Why would they lend shares to someone who is going to push the price down.  Well, there are risks to the short seller (maybe lowish in the current climate!).  But a short seller becomes a potential buyer too, and yes, maybe if the price does fall the insto will be happy to buy more (might create a bit of short squeeze as a side benefit, too).

Short selling can be used in conjunction with option strategies too.


----------



## wayneL (21 January 2008)

Timmy said:


> Short selling can be used in conjunction with option strategies too.




Bingo! If you want a market function, option traders need to be able to sell short in order to hedge. Without this capability, you say goodbye to option liquidity as market makers could not operate.


----------



## battiwallah (21 January 2008)

See the explanation in Wikipedia:

http://en.wikipedia.org/wiki/Short_selling

This sets it out clearly.


----------



## Trembling Hand (21 January 2008)

So when the market crashes there is someone there to buy it off the panicking bulls that bought it at too high a price.


----------



## bunyip (21 January 2008)

cuttlefish said:


> Can anyone explain to me what constructive function short selling serves in a marketplace?




I don't have the answers. I've played the short side of the market many times, in fact I'm doing so right now in this bear market, and loving it. But I've only done it with CFD's or options, never with stocks themselves.

I don't have any figures, but I reckon these days that many short sellers would be using derivatives to do it.

Bunyip


----------



## cuttlefish (21 January 2008)

thanks for the informative responses all.



			
				Trembling hand said:
			
		

> So when the market crashes there is someone there to buy it off the panicking bulls that bought it at too high a price.



lol




			
				battiwallah said:
			
		

> See the explanation in Wikipedia:



cheers.

The wikipedia article states: _While the shares are lent, two investors have a right to sell the same shares._  If this is true then to my mind it highlights how ludicrous the concept of a 'borrow' is.  How can delivery occur if the lender has also sold his shares? Which purchaser actually owns the 'real' shares.  This also highlights the sort of odd distortions that seem to become possible when electronic trading systems replace physical ones.

In the world of share certificates having to be delivered to settle a trade surely this situation (two people being entitled to sell the one lot of shares) wouldn't be possible because delivery couldn't be effected to both purchasers?

I know the markets put limits on the percentage of stock that can be shorted and also make sure a lender has been locked in before allowing a short to occur in order to counter the risks in this activity, but overall conceptually it seems to be a bit bogus.


----------



## Trembling Hand (21 January 2008)

cuttlefish said:


> I know the markets put limits on the percentage of stock that can be shorted and also make sure a lender has been locked in before allowing a short to occur in order to counter the risks in this activity, but overall conceptually it seems to be a bit bogus.




So would you also have Margin loans vanquished in your new ,only one way market, up. That is borrowing something you don't own and entering a position.

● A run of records
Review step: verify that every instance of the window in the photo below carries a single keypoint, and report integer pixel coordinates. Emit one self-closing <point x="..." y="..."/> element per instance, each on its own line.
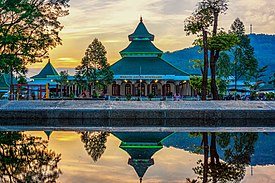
<point x="137" y="90"/>
<point x="115" y="90"/>
<point x="128" y="89"/>
<point x="154" y="88"/>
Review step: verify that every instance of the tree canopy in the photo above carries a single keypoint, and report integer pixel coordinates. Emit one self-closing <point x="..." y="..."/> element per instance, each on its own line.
<point x="94" y="68"/>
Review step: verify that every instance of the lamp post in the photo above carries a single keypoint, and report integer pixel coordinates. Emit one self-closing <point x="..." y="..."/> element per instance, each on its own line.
<point x="235" y="80"/>
<point x="140" y="80"/>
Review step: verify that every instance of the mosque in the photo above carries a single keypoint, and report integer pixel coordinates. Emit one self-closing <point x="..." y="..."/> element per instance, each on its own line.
<point x="141" y="71"/>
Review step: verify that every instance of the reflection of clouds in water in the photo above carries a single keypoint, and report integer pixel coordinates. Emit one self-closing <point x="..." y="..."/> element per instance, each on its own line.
<point x="171" y="165"/>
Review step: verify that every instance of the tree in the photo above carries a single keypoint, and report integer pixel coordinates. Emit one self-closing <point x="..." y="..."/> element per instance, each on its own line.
<point x="196" y="83"/>
<point x="94" y="143"/>
<point x="28" y="29"/>
<point x="220" y="41"/>
<point x="198" y="24"/>
<point x="26" y="158"/>
<point x="22" y="80"/>
<point x="272" y="80"/>
<point x="205" y="16"/>
<point x="63" y="80"/>
<point x="94" y="67"/>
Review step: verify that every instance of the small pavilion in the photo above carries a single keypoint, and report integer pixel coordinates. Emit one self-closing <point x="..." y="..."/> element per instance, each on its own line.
<point x="47" y="75"/>
<point x="142" y="71"/>
<point x="5" y="80"/>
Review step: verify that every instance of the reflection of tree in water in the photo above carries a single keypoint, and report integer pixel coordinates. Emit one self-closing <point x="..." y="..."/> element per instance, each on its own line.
<point x="25" y="158"/>
<point x="94" y="143"/>
<point x="238" y="149"/>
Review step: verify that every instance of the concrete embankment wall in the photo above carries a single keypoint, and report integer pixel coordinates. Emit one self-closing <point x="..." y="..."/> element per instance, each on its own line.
<point x="136" y="113"/>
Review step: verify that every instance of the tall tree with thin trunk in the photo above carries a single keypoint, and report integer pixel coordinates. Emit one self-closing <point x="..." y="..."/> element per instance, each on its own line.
<point x="198" y="24"/>
<point x="94" y="66"/>
<point x="216" y="7"/>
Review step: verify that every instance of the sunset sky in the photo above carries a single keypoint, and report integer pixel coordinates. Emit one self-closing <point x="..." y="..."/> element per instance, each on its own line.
<point x="111" y="21"/>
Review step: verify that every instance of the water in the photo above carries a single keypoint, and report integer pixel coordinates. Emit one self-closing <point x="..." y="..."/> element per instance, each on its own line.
<point x="129" y="156"/>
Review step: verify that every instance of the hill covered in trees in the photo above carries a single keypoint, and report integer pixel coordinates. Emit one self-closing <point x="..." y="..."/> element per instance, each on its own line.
<point x="264" y="47"/>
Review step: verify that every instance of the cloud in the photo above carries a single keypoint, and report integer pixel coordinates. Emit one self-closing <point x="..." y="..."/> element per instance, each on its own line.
<point x="112" y="21"/>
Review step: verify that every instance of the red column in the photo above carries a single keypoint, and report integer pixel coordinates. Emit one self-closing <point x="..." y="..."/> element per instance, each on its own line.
<point x="40" y="92"/>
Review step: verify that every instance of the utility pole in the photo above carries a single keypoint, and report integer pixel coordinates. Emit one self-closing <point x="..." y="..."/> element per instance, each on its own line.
<point x="251" y="29"/>
<point x="235" y="73"/>
<point x="140" y="80"/>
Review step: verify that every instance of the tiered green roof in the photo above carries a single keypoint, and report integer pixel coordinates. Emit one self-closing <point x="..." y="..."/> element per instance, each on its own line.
<point x="142" y="54"/>
<point x="141" y="33"/>
<point x="141" y="46"/>
<point x="147" y="65"/>
<point x="48" y="70"/>
<point x="5" y="81"/>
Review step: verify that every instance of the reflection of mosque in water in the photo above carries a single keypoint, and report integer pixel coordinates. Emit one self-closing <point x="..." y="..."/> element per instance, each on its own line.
<point x="141" y="146"/>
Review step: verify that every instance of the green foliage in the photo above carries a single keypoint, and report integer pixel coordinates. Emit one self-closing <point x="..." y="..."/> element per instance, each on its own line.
<point x="63" y="80"/>
<point x="272" y="79"/>
<point x="264" y="46"/>
<point x="150" y="96"/>
<point x="94" y="68"/>
<point x="196" y="83"/>
<point x="128" y="97"/>
<point x="22" y="80"/>
<point x="238" y="27"/>
<point x="223" y="41"/>
<point x="28" y="29"/>
<point x="26" y="158"/>
<point x="94" y="143"/>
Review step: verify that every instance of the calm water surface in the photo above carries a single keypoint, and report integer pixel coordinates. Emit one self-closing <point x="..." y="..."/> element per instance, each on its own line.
<point x="150" y="157"/>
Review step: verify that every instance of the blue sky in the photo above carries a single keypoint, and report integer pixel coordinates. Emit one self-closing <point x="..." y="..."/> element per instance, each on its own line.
<point x="112" y="21"/>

● WHAT IS NEEDED
Write out the passage of the short-selling thread starting at "I don't have the" and ending at "derivatives to do it.". The listing was taken from a different source than the thread.

● THE RESULT
I don't have the answers. I've played the short side of the market many times, in fact I'm doing so right now in this bear market, and loving it. But I've only done it with CFD's or options, never with stocks themselves.

I don't have any figures, but I reckon these days that many short sellers would be using derivatives to do it.